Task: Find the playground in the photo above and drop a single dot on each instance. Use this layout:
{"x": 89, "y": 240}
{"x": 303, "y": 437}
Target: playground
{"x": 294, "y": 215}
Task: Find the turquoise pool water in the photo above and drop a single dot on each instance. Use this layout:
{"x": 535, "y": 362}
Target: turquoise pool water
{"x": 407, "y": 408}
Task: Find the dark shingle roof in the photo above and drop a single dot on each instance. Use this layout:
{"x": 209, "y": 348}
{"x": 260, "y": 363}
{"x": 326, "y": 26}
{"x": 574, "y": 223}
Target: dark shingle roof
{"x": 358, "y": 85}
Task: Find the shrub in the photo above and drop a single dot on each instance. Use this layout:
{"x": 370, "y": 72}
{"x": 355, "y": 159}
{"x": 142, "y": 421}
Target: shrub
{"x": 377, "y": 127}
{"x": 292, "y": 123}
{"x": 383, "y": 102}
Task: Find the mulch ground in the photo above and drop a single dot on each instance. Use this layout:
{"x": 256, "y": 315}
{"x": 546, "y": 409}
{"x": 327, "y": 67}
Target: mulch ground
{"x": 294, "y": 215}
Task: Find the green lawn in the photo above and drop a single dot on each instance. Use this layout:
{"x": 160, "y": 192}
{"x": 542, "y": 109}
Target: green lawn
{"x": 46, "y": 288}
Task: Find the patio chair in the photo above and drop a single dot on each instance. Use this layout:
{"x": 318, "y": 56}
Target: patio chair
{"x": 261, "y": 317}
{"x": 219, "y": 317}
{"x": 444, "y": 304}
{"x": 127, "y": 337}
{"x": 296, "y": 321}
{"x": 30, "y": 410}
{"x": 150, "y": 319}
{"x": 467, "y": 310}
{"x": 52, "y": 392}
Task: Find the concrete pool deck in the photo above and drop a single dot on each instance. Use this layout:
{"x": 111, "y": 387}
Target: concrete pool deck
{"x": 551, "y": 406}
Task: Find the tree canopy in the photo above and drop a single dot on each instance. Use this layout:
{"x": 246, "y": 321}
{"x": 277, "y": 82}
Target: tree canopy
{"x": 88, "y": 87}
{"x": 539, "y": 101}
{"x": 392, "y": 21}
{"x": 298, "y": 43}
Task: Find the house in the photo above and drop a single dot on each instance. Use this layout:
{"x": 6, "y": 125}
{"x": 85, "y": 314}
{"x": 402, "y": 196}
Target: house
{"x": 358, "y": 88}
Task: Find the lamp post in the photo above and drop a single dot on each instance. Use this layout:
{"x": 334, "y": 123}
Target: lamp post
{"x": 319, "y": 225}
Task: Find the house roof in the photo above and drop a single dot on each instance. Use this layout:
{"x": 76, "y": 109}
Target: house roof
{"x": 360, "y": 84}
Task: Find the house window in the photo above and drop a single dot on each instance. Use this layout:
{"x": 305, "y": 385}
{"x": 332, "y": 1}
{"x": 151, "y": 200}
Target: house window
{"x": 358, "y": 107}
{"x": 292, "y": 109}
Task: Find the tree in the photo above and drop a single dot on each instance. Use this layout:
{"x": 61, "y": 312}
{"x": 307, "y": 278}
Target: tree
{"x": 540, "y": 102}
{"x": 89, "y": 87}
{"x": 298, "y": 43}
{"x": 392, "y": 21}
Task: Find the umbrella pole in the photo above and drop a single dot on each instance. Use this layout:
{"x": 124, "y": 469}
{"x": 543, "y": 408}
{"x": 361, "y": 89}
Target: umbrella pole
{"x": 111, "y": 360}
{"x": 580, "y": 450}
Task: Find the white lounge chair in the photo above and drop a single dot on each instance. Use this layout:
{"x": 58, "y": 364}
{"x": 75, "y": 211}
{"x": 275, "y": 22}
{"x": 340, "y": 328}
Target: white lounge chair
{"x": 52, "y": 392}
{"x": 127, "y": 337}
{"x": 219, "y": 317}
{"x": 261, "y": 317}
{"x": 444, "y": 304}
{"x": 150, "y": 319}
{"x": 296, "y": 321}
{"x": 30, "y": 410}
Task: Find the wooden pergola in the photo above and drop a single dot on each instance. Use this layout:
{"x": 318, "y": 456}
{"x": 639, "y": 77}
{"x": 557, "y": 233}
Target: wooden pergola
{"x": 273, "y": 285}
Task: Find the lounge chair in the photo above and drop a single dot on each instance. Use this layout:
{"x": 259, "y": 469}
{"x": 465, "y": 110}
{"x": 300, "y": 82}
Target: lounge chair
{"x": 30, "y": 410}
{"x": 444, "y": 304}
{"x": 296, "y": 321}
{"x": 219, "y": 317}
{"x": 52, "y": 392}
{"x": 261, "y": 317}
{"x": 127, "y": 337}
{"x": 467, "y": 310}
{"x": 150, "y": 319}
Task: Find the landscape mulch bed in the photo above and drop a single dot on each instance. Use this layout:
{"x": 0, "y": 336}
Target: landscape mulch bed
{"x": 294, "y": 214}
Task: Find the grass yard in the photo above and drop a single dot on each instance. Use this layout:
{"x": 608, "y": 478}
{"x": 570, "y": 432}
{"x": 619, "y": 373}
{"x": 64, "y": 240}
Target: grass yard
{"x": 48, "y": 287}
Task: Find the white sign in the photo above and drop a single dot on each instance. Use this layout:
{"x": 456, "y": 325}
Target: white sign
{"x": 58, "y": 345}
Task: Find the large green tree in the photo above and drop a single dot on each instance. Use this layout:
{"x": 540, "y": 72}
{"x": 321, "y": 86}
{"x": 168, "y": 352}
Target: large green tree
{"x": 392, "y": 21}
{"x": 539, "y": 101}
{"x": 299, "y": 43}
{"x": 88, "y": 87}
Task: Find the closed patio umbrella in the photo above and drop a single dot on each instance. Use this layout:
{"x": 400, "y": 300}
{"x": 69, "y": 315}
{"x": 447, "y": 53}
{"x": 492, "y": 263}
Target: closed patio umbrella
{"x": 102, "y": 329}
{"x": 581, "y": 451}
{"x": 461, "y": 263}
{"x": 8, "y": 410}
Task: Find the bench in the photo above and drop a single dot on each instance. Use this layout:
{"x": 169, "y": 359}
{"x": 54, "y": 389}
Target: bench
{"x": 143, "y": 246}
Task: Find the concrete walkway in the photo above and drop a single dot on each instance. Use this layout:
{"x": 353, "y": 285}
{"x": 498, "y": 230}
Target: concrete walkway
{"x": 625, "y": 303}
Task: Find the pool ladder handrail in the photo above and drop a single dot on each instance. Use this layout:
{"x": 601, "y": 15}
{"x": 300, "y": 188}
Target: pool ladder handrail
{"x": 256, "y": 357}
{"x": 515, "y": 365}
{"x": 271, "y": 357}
=======
### [ASSIGNMENT]
Please copy out every line shown above, exactly.

### [EXPECTED OUTPUT]
Task: Find the playground in the photo above and drop a single dot on each instance. Use this layout:
{"x": 89, "y": 240}
{"x": 303, "y": 437}
Target: playground
{"x": 294, "y": 215}
Task: Find the turquoise pool water in the photo above and drop a single dot on each instance. Use this layout:
{"x": 535, "y": 362}
Target: turquoise pool water
{"x": 407, "y": 408}
Task: Find the dark shingle roof in the photo above and drop a single dot on each instance. Use this layout:
{"x": 209, "y": 348}
{"x": 260, "y": 363}
{"x": 326, "y": 26}
{"x": 574, "y": 223}
Target: dark shingle roof
{"x": 358, "y": 85}
Task: Find the shrub in the photo above and drop a single dot on each instance. Use this layout:
{"x": 370, "y": 72}
{"x": 355, "y": 159}
{"x": 142, "y": 421}
Target: shrub
{"x": 377, "y": 127}
{"x": 292, "y": 123}
{"x": 383, "y": 102}
Task: Find the mulch ground in the photo above and drop a single dot on each instance. Use this layout:
{"x": 256, "y": 315}
{"x": 546, "y": 409}
{"x": 327, "y": 67}
Target: mulch ground
{"x": 294, "y": 215}
Task: Find the green lawn in the photo above and drop a single dot on each instance. Use this layout:
{"x": 160, "y": 192}
{"x": 542, "y": 109}
Target: green lawn
{"x": 46, "y": 288}
Task: Find the patio chair in the photo above and drop a single dot on each instance. Use this layout:
{"x": 318, "y": 56}
Target: patio chair
{"x": 261, "y": 317}
{"x": 219, "y": 317}
{"x": 444, "y": 304}
{"x": 127, "y": 337}
{"x": 296, "y": 321}
{"x": 30, "y": 410}
{"x": 150, "y": 319}
{"x": 467, "y": 310}
{"x": 52, "y": 392}
Task: Find the concrete pool deck in the photo above and drop a single dot on each instance. Use this layout:
{"x": 111, "y": 387}
Target: concrete pool deck
{"x": 551, "y": 406}
Task: Find the tree canopy in the photo above and drop a single dot on each instance. Use this layout:
{"x": 246, "y": 321}
{"x": 277, "y": 82}
Target: tree canopy
{"x": 88, "y": 87}
{"x": 539, "y": 101}
{"x": 392, "y": 21}
{"x": 298, "y": 43}
Task: Find the house in the photo above and drop a single dot on each instance. Use this layout:
{"x": 6, "y": 125}
{"x": 85, "y": 314}
{"x": 402, "y": 196}
Target: house
{"x": 358, "y": 88}
Task: Find the lamp post in the photo above and drop a single dot on each instance. Use this layout:
{"x": 334, "y": 123}
Target: lamp post
{"x": 319, "y": 225}
Task: Find the house roof in the photo above and drop a single dot on each instance. Use this layout:
{"x": 76, "y": 109}
Target: house roof
{"x": 360, "y": 84}
Task: Find the house window in the photo above and drop a single dot on each instance. Use this layout:
{"x": 305, "y": 385}
{"x": 332, "y": 1}
{"x": 151, "y": 200}
Target: house window
{"x": 358, "y": 107}
{"x": 292, "y": 109}
Task: Find the tree in the photo above and drop a single dot on each instance. Use this layout:
{"x": 61, "y": 312}
{"x": 307, "y": 278}
Target: tree
{"x": 540, "y": 102}
{"x": 89, "y": 87}
{"x": 298, "y": 43}
{"x": 392, "y": 21}
Task: Find the umbrella pole in the photo above and drop a single dot on each instance. Use this layout:
{"x": 124, "y": 469}
{"x": 543, "y": 408}
{"x": 361, "y": 89}
Target: umbrella pole
{"x": 111, "y": 360}
{"x": 580, "y": 450}
Task: Find the white lounge chair in the photo above and drop a single dot on each instance. Use this layout:
{"x": 58, "y": 364}
{"x": 75, "y": 211}
{"x": 275, "y": 22}
{"x": 340, "y": 328}
Target: white lounge chair
{"x": 52, "y": 392}
{"x": 127, "y": 337}
{"x": 219, "y": 317}
{"x": 261, "y": 317}
{"x": 444, "y": 304}
{"x": 150, "y": 319}
{"x": 296, "y": 321}
{"x": 30, "y": 410}
Task: Find the wooden pergola in the photo above and drop a single dot on each instance. Use this layout:
{"x": 318, "y": 456}
{"x": 639, "y": 77}
{"x": 557, "y": 233}
Target: wooden pergola
{"x": 273, "y": 285}
Task: Find the lounge chair in the photo above and drop a single dot on each instance. Use this layout:
{"x": 259, "y": 469}
{"x": 465, "y": 110}
{"x": 300, "y": 82}
Target: lounge chair
{"x": 30, "y": 410}
{"x": 444, "y": 304}
{"x": 296, "y": 321}
{"x": 219, "y": 317}
{"x": 52, "y": 392}
{"x": 261, "y": 317}
{"x": 127, "y": 337}
{"x": 467, "y": 310}
{"x": 150, "y": 319}
Task: Find the landscape mulch bed in the photo above and drop a single dot on each instance. Use this layout:
{"x": 0, "y": 336}
Target: landscape mulch bed
{"x": 294, "y": 214}
Task: Find the grass yard in the photo above and drop a single dot on each instance. Use this layout:
{"x": 608, "y": 478}
{"x": 570, "y": 432}
{"x": 619, "y": 373}
{"x": 64, "y": 240}
Target: grass yard
{"x": 48, "y": 287}
Task: Find the white sign in the photo above and drop a single dot on each instance. Use this layout:
{"x": 456, "y": 325}
Target: white sign
{"x": 58, "y": 345}
Task: Find the large green tree in the photo above and drop a single dot on each instance. Use this layout:
{"x": 540, "y": 72}
{"x": 321, "y": 86}
{"x": 168, "y": 352}
Target: large green tree
{"x": 392, "y": 21}
{"x": 539, "y": 101}
{"x": 299, "y": 43}
{"x": 88, "y": 87}
Task: Find the closed patio umbrella in the photo above and drop a single dot on each instance. Use this layout:
{"x": 400, "y": 300}
{"x": 69, "y": 315}
{"x": 447, "y": 53}
{"x": 492, "y": 263}
Target: closed patio umbrella
{"x": 102, "y": 329}
{"x": 581, "y": 451}
{"x": 461, "y": 263}
{"x": 8, "y": 410}
Task: Find the bench in the photo above and drop a single dot on each instance. Use this layout:
{"x": 169, "y": 359}
{"x": 54, "y": 389}
Target: bench
{"x": 143, "y": 246}
Task: Find the concrete walkway in the photo above and drop a single dot on each instance. Use this layout:
{"x": 353, "y": 285}
{"x": 498, "y": 230}
Target: concrete walkway
{"x": 625, "y": 303}
Task: Find the pool ladder handrail in the photo above and drop a single dot on each instance. Use this layout:
{"x": 601, "y": 15}
{"x": 300, "y": 188}
Target: pool ladder handrail
{"x": 256, "y": 357}
{"x": 515, "y": 365}
{"x": 271, "y": 357}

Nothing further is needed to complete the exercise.